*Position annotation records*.
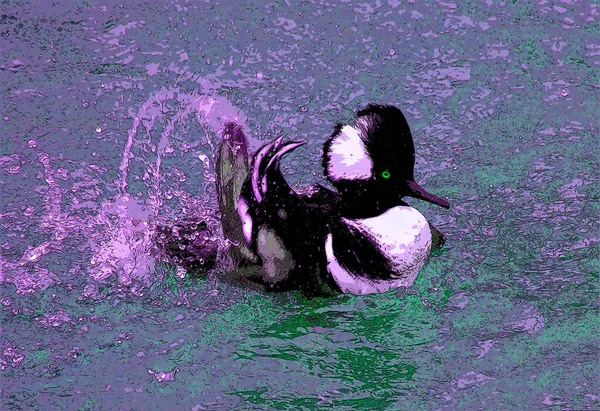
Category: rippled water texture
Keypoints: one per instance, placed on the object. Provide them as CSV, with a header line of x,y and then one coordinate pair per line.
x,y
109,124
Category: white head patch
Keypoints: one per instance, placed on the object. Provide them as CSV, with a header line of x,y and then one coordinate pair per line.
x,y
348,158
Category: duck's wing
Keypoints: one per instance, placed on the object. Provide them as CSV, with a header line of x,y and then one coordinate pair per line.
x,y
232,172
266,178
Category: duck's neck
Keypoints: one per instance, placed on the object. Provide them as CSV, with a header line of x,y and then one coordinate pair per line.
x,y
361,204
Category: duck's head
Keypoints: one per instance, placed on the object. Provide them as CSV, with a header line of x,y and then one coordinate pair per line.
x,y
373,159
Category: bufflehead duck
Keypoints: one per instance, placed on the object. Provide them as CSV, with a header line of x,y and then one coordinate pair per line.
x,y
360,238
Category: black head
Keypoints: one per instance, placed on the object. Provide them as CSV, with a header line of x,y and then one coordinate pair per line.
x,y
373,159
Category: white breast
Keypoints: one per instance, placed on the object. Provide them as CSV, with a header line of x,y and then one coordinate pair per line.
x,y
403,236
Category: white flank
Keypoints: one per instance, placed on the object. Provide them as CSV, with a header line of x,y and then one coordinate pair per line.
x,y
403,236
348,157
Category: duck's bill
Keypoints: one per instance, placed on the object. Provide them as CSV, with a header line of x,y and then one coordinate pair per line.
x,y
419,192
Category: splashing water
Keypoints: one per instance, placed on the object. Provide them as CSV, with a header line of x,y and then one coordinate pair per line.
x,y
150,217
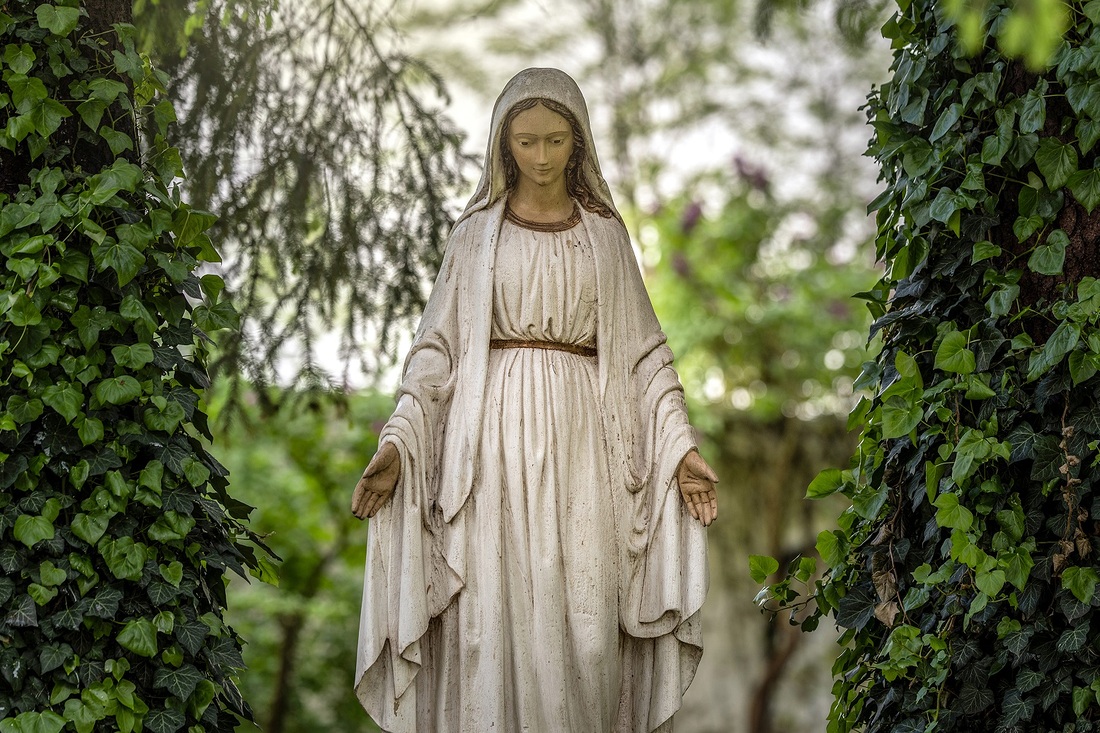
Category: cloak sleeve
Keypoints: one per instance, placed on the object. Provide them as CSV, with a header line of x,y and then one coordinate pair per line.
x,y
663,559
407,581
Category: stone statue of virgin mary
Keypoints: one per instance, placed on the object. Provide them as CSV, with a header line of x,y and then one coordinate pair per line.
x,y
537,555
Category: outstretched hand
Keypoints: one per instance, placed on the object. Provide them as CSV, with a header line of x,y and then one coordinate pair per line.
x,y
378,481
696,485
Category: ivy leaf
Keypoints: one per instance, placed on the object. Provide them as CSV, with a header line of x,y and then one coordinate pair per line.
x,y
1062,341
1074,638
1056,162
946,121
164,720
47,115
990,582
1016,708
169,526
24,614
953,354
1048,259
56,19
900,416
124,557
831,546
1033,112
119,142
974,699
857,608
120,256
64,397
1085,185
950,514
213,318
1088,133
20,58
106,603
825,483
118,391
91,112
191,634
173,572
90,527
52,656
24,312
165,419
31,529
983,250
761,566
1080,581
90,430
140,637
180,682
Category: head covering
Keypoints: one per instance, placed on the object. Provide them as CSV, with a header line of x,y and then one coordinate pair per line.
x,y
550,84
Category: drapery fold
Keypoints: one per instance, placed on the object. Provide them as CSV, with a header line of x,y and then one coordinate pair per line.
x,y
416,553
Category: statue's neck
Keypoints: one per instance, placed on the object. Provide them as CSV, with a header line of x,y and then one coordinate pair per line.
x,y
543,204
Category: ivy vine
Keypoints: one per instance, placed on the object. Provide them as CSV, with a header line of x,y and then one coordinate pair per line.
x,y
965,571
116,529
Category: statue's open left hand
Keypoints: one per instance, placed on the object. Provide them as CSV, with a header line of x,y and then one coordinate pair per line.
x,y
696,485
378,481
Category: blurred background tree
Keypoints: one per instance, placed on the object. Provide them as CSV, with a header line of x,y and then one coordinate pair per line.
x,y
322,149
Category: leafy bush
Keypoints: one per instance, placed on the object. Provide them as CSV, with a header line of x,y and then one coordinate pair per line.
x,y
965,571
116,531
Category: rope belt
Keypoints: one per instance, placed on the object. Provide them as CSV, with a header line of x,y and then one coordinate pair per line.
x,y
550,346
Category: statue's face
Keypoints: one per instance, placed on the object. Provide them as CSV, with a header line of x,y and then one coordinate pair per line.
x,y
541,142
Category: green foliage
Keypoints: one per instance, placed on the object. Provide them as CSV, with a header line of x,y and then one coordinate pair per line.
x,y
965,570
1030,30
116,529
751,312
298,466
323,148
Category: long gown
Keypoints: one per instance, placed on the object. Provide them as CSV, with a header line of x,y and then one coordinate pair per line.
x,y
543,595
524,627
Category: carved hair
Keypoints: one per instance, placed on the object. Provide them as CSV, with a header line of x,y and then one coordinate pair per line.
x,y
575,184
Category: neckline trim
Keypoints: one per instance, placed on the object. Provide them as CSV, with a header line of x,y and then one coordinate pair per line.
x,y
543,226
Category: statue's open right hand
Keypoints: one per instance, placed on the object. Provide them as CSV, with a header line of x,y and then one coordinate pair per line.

* * *

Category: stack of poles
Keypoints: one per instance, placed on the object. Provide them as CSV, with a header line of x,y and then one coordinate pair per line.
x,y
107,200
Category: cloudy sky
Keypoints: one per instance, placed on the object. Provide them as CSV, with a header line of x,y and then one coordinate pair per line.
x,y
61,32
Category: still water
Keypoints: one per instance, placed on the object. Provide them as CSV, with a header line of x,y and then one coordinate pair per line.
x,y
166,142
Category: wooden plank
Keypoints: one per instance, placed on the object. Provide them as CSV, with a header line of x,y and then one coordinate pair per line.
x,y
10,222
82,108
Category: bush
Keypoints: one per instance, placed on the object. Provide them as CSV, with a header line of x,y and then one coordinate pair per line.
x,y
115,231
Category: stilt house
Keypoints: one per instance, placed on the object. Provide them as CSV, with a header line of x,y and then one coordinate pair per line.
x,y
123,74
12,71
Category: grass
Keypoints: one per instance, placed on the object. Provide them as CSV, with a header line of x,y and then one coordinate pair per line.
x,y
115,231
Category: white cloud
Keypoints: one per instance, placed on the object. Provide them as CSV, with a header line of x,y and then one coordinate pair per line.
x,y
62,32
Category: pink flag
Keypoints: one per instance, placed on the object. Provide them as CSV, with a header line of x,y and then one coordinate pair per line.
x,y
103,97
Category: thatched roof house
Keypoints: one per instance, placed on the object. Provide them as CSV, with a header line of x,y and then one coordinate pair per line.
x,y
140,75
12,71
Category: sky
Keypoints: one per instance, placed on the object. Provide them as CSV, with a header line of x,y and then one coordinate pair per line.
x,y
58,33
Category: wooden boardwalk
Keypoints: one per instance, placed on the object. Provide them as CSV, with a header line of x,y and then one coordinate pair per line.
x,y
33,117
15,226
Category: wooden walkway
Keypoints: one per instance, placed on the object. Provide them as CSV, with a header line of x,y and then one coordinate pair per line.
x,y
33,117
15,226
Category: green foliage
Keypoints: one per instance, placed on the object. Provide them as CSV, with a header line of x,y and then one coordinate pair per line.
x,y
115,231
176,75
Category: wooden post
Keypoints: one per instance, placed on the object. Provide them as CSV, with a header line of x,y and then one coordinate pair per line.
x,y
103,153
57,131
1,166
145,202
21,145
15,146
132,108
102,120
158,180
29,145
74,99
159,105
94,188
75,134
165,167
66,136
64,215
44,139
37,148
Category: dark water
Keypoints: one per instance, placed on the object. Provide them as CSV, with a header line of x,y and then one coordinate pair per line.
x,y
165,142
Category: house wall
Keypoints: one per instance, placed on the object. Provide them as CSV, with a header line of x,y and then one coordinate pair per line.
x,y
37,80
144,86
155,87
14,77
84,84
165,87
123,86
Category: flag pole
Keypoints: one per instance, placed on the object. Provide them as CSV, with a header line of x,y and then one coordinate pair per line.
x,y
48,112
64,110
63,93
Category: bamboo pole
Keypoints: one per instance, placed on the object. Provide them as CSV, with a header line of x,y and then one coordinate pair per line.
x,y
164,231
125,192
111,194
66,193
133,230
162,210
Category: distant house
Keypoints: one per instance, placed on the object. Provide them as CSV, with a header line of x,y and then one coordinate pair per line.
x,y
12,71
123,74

==

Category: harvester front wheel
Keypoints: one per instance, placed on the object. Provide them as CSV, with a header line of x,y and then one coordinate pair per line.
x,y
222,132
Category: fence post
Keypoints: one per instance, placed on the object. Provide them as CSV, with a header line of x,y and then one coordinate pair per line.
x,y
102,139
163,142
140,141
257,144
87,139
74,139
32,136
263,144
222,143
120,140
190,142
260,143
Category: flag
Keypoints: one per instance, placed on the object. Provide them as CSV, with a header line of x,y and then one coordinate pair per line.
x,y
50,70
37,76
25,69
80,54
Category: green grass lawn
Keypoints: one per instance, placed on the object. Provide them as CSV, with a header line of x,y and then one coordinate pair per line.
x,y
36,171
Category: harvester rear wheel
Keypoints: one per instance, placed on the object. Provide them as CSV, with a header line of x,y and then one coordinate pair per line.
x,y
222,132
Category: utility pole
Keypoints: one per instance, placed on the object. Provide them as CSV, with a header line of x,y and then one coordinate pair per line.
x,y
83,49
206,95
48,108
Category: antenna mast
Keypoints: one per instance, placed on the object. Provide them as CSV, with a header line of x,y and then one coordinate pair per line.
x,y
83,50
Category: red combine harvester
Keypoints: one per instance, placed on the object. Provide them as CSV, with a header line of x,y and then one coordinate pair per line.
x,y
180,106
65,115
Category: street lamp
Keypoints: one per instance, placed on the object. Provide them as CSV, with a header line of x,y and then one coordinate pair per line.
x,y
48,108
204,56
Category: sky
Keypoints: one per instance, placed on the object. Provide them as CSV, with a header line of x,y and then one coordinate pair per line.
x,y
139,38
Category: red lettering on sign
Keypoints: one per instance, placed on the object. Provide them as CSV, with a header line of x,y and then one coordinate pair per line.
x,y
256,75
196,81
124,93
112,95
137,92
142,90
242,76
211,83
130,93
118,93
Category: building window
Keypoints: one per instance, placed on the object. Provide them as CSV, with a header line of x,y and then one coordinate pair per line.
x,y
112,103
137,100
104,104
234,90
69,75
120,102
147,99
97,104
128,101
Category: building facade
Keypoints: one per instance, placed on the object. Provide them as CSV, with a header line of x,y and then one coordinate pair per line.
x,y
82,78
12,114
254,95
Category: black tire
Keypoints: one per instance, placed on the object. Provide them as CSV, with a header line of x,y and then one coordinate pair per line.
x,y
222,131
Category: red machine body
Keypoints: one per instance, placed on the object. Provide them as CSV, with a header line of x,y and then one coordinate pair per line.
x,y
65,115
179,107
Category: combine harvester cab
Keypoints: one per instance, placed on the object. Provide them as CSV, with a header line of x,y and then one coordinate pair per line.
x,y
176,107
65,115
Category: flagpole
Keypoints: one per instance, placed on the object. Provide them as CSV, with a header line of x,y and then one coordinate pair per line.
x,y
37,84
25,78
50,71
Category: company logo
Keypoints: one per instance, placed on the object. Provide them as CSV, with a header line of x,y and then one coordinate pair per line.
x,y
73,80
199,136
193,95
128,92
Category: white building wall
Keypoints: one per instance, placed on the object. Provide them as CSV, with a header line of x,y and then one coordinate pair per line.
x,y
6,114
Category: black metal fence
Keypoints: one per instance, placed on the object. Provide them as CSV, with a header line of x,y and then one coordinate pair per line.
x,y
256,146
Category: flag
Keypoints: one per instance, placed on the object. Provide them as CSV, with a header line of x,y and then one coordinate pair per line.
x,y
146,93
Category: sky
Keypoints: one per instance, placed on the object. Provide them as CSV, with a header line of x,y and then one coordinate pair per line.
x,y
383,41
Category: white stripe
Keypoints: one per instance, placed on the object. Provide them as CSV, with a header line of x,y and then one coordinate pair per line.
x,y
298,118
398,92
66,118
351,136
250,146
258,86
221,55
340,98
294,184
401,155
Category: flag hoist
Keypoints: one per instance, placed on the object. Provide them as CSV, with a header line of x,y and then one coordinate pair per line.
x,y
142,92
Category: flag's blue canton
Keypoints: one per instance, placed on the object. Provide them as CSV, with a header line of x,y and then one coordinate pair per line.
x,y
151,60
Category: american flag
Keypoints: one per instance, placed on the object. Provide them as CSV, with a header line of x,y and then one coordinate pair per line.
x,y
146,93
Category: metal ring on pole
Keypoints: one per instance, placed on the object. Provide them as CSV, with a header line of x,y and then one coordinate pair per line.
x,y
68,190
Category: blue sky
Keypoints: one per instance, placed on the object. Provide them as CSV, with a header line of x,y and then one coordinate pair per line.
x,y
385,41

*Exercise task*.
List every line of the records that contains the word "hand", treating uppercase and lowercase as different.

*Written solution*.
Category: outstretched hand
Category: statue's open left hand
Category: statue's open right hand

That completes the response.